** RECORDS TO USE **
• • • • • • •

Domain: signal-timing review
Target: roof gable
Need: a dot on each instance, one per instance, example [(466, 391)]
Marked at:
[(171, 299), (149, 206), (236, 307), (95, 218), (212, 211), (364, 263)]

• • • • • • •

** DIRECTIONS **
In full and without deviation, reproduce the entries above.

** EXERCISE RESULT **
Domain: signal-timing review
Target: roof gable
Need: a dot on each instance, one per instance, example [(466, 391)]
Marked at:
[(171, 299), (149, 206), (236, 307), (95, 218), (212, 211), (364, 263)]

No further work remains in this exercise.